WORK TO BE COMPLETED: In the data below, substitute "single dot" for "single marker" throughout the stretch from the line that contains "the dark silhouetted" through the line that contains "[(284, 301)]", and return only those lines with everything else left unchanged.

Coordinate annotation entries
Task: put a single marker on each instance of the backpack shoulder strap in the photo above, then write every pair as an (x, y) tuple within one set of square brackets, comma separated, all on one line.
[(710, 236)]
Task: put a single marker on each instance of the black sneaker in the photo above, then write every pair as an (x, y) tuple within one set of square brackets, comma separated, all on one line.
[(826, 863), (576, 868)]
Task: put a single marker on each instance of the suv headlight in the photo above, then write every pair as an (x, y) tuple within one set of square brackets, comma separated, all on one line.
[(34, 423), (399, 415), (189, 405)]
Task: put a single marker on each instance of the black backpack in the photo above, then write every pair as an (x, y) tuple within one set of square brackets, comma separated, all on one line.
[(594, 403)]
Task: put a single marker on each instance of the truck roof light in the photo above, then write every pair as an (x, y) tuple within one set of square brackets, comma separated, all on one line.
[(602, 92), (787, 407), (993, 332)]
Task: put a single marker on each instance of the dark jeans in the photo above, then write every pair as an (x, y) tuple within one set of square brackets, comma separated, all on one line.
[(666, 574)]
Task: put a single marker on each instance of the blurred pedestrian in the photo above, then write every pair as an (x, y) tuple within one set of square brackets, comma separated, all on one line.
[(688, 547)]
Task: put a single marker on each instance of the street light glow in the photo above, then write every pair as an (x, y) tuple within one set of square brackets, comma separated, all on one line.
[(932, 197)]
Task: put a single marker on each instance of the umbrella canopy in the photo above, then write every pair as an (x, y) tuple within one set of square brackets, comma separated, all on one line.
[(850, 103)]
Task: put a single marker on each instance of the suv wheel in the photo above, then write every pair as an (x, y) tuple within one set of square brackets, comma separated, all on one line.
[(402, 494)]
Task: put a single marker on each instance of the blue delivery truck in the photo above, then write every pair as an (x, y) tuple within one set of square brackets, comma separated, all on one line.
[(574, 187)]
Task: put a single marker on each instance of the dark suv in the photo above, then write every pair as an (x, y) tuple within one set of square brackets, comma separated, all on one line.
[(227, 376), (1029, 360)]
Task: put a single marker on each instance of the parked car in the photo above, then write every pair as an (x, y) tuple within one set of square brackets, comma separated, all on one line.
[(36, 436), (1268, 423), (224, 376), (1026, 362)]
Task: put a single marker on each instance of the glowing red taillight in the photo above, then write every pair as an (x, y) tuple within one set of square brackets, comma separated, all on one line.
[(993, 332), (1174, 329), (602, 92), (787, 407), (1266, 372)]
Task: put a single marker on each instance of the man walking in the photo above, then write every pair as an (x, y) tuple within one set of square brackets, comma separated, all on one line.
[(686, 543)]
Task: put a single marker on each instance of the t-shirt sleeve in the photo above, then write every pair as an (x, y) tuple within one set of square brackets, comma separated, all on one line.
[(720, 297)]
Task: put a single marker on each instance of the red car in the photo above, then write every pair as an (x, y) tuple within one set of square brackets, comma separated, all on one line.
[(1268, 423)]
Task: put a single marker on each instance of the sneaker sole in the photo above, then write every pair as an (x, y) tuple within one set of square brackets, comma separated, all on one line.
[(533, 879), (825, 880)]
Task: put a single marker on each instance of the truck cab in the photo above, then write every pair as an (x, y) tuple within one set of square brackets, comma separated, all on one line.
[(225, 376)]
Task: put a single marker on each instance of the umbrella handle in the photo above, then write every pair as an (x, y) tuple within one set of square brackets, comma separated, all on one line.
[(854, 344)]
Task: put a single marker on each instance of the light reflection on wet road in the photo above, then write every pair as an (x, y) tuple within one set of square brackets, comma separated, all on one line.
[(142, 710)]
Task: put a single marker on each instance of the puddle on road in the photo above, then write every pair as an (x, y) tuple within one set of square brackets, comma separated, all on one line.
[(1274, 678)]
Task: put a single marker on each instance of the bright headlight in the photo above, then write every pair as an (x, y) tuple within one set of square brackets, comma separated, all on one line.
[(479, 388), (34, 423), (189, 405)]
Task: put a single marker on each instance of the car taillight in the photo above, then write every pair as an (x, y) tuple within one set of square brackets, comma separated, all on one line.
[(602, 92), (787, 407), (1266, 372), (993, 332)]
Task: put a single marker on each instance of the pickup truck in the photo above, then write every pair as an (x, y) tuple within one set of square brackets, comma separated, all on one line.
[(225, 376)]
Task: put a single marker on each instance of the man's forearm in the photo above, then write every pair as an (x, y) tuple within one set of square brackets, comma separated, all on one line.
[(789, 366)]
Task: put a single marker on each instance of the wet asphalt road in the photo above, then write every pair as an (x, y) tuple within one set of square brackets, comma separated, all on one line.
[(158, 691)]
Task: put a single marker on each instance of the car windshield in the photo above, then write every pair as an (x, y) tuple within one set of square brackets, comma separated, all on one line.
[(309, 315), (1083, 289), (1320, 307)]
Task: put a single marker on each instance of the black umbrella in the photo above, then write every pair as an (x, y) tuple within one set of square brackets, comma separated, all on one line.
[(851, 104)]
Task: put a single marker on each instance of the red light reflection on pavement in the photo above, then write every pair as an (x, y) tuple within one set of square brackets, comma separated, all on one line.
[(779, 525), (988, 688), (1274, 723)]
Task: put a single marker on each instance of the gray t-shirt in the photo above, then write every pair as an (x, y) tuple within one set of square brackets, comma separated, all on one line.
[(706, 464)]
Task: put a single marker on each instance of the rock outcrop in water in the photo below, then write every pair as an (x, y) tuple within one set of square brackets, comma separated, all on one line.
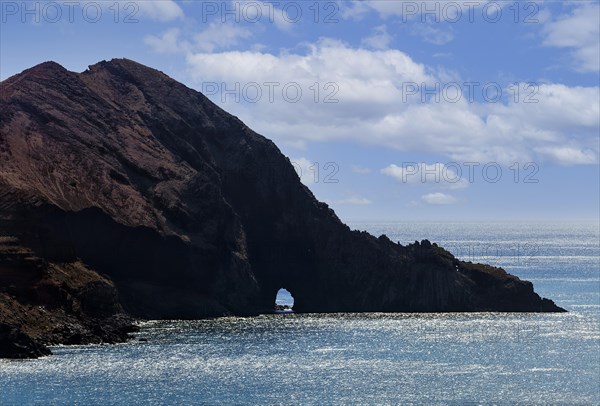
[(122, 177)]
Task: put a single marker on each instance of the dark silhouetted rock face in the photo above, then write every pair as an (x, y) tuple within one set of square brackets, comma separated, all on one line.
[(192, 214)]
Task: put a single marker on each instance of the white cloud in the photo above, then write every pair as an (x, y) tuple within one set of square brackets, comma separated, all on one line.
[(219, 36), (578, 31), (355, 201), (438, 199), (569, 156), (372, 109), (167, 43), (379, 40), (361, 170), (449, 176), (432, 34)]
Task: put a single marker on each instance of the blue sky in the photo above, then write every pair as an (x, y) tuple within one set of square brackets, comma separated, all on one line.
[(466, 110)]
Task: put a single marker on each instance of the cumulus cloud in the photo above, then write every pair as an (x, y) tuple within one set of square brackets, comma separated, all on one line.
[(361, 170), (578, 31), (438, 198), (449, 176), (379, 40), (368, 104), (219, 36), (167, 43)]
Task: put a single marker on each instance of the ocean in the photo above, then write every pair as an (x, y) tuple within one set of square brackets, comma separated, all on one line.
[(375, 358)]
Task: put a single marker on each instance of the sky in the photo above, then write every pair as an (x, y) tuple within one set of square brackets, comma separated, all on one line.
[(389, 110)]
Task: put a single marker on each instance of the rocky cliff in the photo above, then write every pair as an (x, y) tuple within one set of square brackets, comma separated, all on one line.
[(121, 171)]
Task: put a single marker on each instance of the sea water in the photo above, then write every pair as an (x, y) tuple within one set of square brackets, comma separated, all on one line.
[(362, 358)]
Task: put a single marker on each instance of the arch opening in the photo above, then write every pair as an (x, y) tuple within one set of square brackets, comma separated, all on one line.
[(284, 301)]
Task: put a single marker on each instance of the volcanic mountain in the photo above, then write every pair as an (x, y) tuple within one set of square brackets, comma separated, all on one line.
[(124, 192)]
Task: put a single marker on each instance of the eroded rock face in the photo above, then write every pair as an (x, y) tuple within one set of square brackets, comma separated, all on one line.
[(192, 214)]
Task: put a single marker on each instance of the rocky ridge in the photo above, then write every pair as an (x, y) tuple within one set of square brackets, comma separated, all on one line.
[(123, 191)]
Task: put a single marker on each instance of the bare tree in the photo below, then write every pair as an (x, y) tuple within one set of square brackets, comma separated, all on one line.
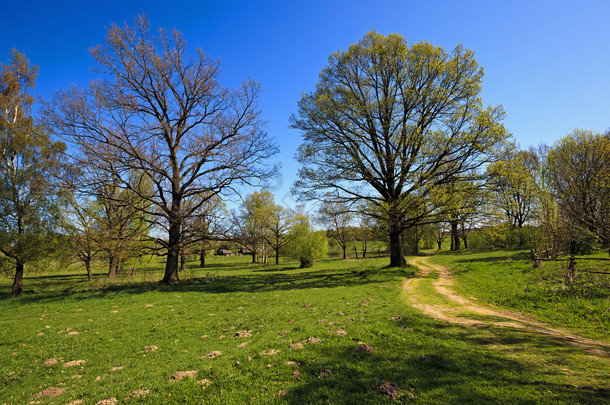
[(159, 112), (279, 225), (30, 163)]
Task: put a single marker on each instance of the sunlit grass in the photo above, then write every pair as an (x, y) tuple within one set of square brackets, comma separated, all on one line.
[(343, 304)]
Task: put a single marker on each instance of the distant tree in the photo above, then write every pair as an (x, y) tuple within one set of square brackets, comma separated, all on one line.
[(80, 221), (389, 123), (209, 225), (30, 163), (514, 187), (579, 174), (279, 226), (306, 244), (337, 219), (157, 111)]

RESPONSE BELOW:
Task: put a single dot on each instance of the dark silhouetted rock face in the photo above, then write every pair as an (x, y) tuple within one set of square brackets, comma separated, all on one line.
[(192, 214)]
Task: put a single dot on each instance of the white cloud in the photo above, then write every pair as an (x, y) tuple within one set of square brackets, comma separated, all on one line.
[(219, 36), (578, 31), (355, 201), (438, 199), (569, 156), (372, 109), (167, 43), (379, 40), (361, 170), (449, 176), (432, 34)]
Task: put a single dot on each instance of the blue sky in the photo above, then write every pair as an (x, y) tuple within one set of square brackets, comma separated, all on one line.
[(466, 110)]
Task: put a single dot on each instance of the cumulus cloud in the photo above, then write every pair as an (x, y) tuple within one set of square brackets, comma separated, all on one line.
[(361, 170), (578, 31), (438, 198), (449, 176), (379, 40), (368, 104), (219, 36), (167, 43)]
Task: put a single dot on each instance of the ocean in the photo above, then write every pair as an (x, y) tuple within one set of square brackets, comma separated, all on one line.
[(375, 358)]
Task: put a single dot on each instance of the sky in the photo above, then write every pair as an (x, y) tuple within one set of square brackets, comma separated, all on one line.
[(389, 110)]
Task: put a single dot on each instance of the rocky cliff in the photo above, then write every pair as an (x, y) tuple within one set of square brackets, comma separated, all on one line.
[(121, 171)]
Task: put a single dot on each instance of the sea water in the photo above, then write every pair as an (x, y) tuple within one set of square brackets, comma separated, all on one line.
[(362, 358)]
Task: put a single dot on each instance of the arch opening in the photo above, then write every pair as an (x, y) tuple within one set of square brackets, comma separated, all on one line.
[(284, 301)]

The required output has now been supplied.